--- How to complete this task ---
Every record needs to come back as written, except for the pictures.

--- Referring expression data ---
· · · · · · ·

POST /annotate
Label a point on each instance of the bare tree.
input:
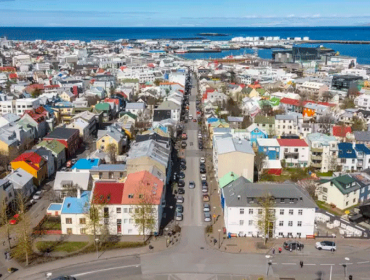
(266, 217)
(144, 212)
(24, 247)
(112, 152)
(5, 221)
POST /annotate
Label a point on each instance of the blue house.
(255, 133)
(270, 147)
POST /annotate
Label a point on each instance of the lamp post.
(219, 238)
(345, 267)
(269, 263)
(97, 248)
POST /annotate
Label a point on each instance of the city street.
(192, 258)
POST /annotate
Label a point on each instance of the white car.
(37, 195)
(326, 245)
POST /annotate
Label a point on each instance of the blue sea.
(362, 52)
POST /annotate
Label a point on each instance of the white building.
(294, 210)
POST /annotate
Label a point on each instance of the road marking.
(106, 269)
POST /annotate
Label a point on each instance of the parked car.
(180, 199)
(326, 245)
(205, 198)
(181, 183)
(294, 245)
(207, 217)
(15, 219)
(206, 207)
(37, 195)
(191, 185)
(178, 216)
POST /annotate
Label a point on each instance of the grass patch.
(56, 246)
(327, 207)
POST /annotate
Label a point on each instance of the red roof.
(341, 131)
(108, 192)
(292, 142)
(31, 158)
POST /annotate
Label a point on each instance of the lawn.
(56, 246)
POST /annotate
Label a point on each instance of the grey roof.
(363, 136)
(226, 145)
(109, 167)
(242, 193)
(135, 105)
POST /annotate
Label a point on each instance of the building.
(323, 152)
(342, 191)
(69, 137)
(294, 152)
(293, 208)
(233, 155)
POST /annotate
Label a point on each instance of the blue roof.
(74, 205)
(55, 207)
(84, 163)
(346, 150)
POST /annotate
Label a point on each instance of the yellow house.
(32, 163)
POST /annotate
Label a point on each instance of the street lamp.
(345, 267)
(269, 263)
(97, 248)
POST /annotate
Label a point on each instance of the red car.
(15, 219)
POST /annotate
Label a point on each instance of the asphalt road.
(191, 258)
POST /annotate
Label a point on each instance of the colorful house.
(32, 163)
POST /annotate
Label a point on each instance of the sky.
(183, 13)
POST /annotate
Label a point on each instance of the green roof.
(264, 120)
(344, 183)
(227, 179)
(102, 106)
(52, 145)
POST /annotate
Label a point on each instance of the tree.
(5, 221)
(24, 247)
(259, 162)
(266, 217)
(144, 212)
(112, 152)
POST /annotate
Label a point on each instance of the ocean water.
(362, 52)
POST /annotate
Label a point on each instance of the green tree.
(266, 217)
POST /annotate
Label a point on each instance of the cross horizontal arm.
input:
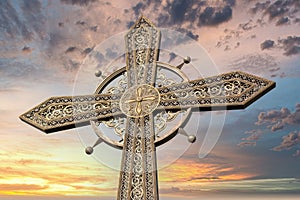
(234, 90)
(65, 112)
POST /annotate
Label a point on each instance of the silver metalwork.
(140, 105)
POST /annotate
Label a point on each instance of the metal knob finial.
(191, 138)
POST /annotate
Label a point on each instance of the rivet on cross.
(138, 175)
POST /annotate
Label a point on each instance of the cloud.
(288, 141)
(248, 25)
(23, 187)
(267, 44)
(247, 144)
(280, 10)
(138, 8)
(278, 119)
(291, 45)
(282, 21)
(24, 21)
(297, 153)
(26, 49)
(78, 2)
(211, 16)
(254, 135)
(255, 63)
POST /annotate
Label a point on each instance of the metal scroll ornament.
(137, 102)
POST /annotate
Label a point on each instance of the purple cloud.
(288, 141)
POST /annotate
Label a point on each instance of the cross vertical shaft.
(138, 176)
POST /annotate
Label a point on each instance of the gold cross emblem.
(141, 97)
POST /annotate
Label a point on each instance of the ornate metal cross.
(139, 102)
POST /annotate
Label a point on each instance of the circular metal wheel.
(167, 122)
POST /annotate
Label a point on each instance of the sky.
(44, 45)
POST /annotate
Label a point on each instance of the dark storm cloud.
(267, 44)
(297, 153)
(278, 119)
(25, 22)
(26, 49)
(247, 144)
(254, 135)
(282, 21)
(172, 56)
(188, 33)
(279, 9)
(70, 49)
(255, 63)
(138, 8)
(78, 2)
(198, 12)
(178, 10)
(130, 24)
(291, 45)
(247, 26)
(288, 141)
(212, 17)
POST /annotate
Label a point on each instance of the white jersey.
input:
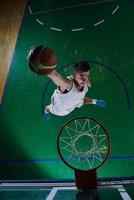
(64, 103)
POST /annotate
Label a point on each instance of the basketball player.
(71, 91)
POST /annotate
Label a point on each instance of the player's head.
(81, 72)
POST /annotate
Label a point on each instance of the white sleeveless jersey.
(64, 103)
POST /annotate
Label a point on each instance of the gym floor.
(98, 31)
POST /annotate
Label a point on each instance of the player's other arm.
(62, 82)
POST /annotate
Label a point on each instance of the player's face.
(81, 78)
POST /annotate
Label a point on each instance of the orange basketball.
(42, 60)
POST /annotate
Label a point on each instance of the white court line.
(56, 29)
(96, 24)
(78, 29)
(123, 193)
(117, 7)
(29, 8)
(55, 189)
(40, 22)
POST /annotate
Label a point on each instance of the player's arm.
(62, 82)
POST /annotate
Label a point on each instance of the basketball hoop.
(83, 145)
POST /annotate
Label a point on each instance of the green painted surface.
(27, 141)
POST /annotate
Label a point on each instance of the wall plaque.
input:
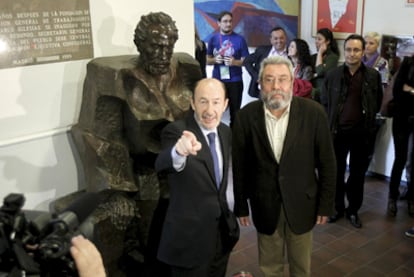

· · · · · · ·

--- Reply to the exercise ---
POST /annotate
Label a point on each instance of the bare tree.
input:
(266, 217)
(144, 212)
(24, 247)
(112, 152)
(5, 221)
POST /annotate
Label a point on each instance of the blue house.
(255, 133)
(270, 147)
POST /annotate
Label a point on each instance of the lamp post.
(219, 238)
(345, 267)
(269, 263)
(97, 248)
POST /annotate
Label a point on each instance of the city street.
(192, 258)
POST /annotate
Label a point on each instance of the white car.
(37, 195)
(326, 245)
POST /annotate
Label a point on each instance of the blue sea.
(362, 52)
POST /annotate
Label a point on each instance of the white building.
(294, 210)
POST /annotate
Label a point on each instance of the road marking.
(106, 269)
POST /annotate
Label a point on each instance of the parked car.
(180, 199)
(326, 245)
(205, 198)
(181, 183)
(294, 245)
(207, 217)
(15, 219)
(206, 207)
(37, 195)
(191, 185)
(178, 216)
POST /annotate
Label a point on each instance of the grass patch.
(56, 246)
(327, 207)
POST /annotate
Label a point on each instance of the red roof.
(341, 131)
(108, 192)
(292, 142)
(31, 158)
POST /annotate
Label a point on each instance of the lawn.
(56, 246)
POST /annotate
Label a point on each instance of the grey roof.
(363, 136)
(226, 145)
(109, 167)
(242, 193)
(135, 105)
POST /annotate
Label a point on each instance of the building.
(323, 152)
(342, 191)
(69, 137)
(294, 152)
(293, 208)
(233, 155)
POST /annotate
Label a point on each instance of the blue roof.
(74, 205)
(55, 207)
(84, 163)
(346, 150)
POST /annotate
Label a point on each instance of the yellow house.
(32, 163)
POST /annotate
Label a point on each instance of the street lamp.
(345, 267)
(269, 263)
(97, 248)
POST /annotate
Label a point on each instance of the red car.
(15, 219)
POST /annotate
Label a point on each instance of the asphalt road.
(191, 258)
POST /annotate
Label a point on each instance of the colorful house.
(32, 163)
POST /annotate
Label a point on each instance of the sky.
(183, 13)
POST /annotate
Label a point on each instance of the green roof.
(264, 120)
(344, 183)
(227, 179)
(102, 106)
(52, 145)
POST /annotate
Label a point on each instance of the tree.
(5, 221)
(24, 247)
(259, 162)
(266, 217)
(144, 212)
(112, 152)
POST /annotate
Label a point on each instance of the ocean water.
(362, 52)
POST /annotate
Label a point on each instance of the green tree.
(266, 217)
POST /annotate
Label a point on each instance of the cross horizontal arm.
input:
(234, 90)
(65, 112)
POST /annotate
Label a point on each instance of the silver metalwork.
(140, 105)
POST /annotate
Label a point on each instance of the metal knob finial.
(191, 138)
POST /annotate
Label a point on each instance of the rivet on cross.
(138, 175)
POST /annotate
Label a point on each instance of the cloud.
(288, 141)
(248, 25)
(23, 187)
(267, 44)
(247, 144)
(280, 10)
(138, 8)
(278, 119)
(291, 45)
(282, 21)
(24, 21)
(297, 153)
(26, 49)
(78, 2)
(211, 16)
(254, 135)
(255, 63)
POST /annotate
Label a point on each instance of the metal scroll ornament.
(137, 102)
POST /annotate
Label a point on each instance of the purple cloud.
(288, 141)
POST /annotate
Label a point on each instance of the cross vertical shaft.
(138, 176)
POST /annotate
Label a point on each instance of the gold cross emblem.
(141, 97)
POST /annotate
Label a point on each instance of the ornate metal cross.
(139, 102)
POST /annotate
Label a point on each instance of the circular metal wheel.
(167, 122)
POST /annotate
Label a point on each instance of the sky.
(44, 45)
POST /annotate
Label a point on each instance of the dark storm cloud.
(267, 44)
(297, 153)
(278, 119)
(25, 22)
(26, 49)
(247, 144)
(254, 135)
(282, 21)
(172, 56)
(188, 33)
(279, 9)
(70, 49)
(255, 63)
(138, 8)
(78, 2)
(198, 12)
(178, 10)
(130, 24)
(291, 45)
(247, 26)
(288, 141)
(212, 17)
POST /annotate
Label a point on each instance of the white jersey.
input:
(64, 103)
POST /annotate
Label a point on each instance of the basketball player.
(71, 91)
POST /annotate
Label a point on each instance of the player's head.
(81, 72)
POST /annotate
Label a point on each instance of the white sleeveless jersey.
(64, 103)
POST /annotate
Label a point on each instance of the gym floor.
(98, 31)
POST /annotate
Label a point on each instance of the player's other arm.
(62, 82)
POST /annotate
Label a point on each instance of the player's face.
(81, 78)
POST /annotate
Label a point on each instance of the orange basketball.
(42, 60)
POST /annotate
Label a point on each instance of the white court line.
(56, 29)
(96, 24)
(78, 29)
(123, 193)
(117, 7)
(29, 8)
(55, 189)
(40, 22)
POST /annotate
Label a point on each instance of the player's arm.
(62, 82)
POST /annotate
Label a point on each instance of the basketball hoop.
(83, 145)
POST /annotate
Label a point on each instance of the green painted surface.
(27, 141)
POST /annotate
Label a point on each instance of the wall plaque.
input:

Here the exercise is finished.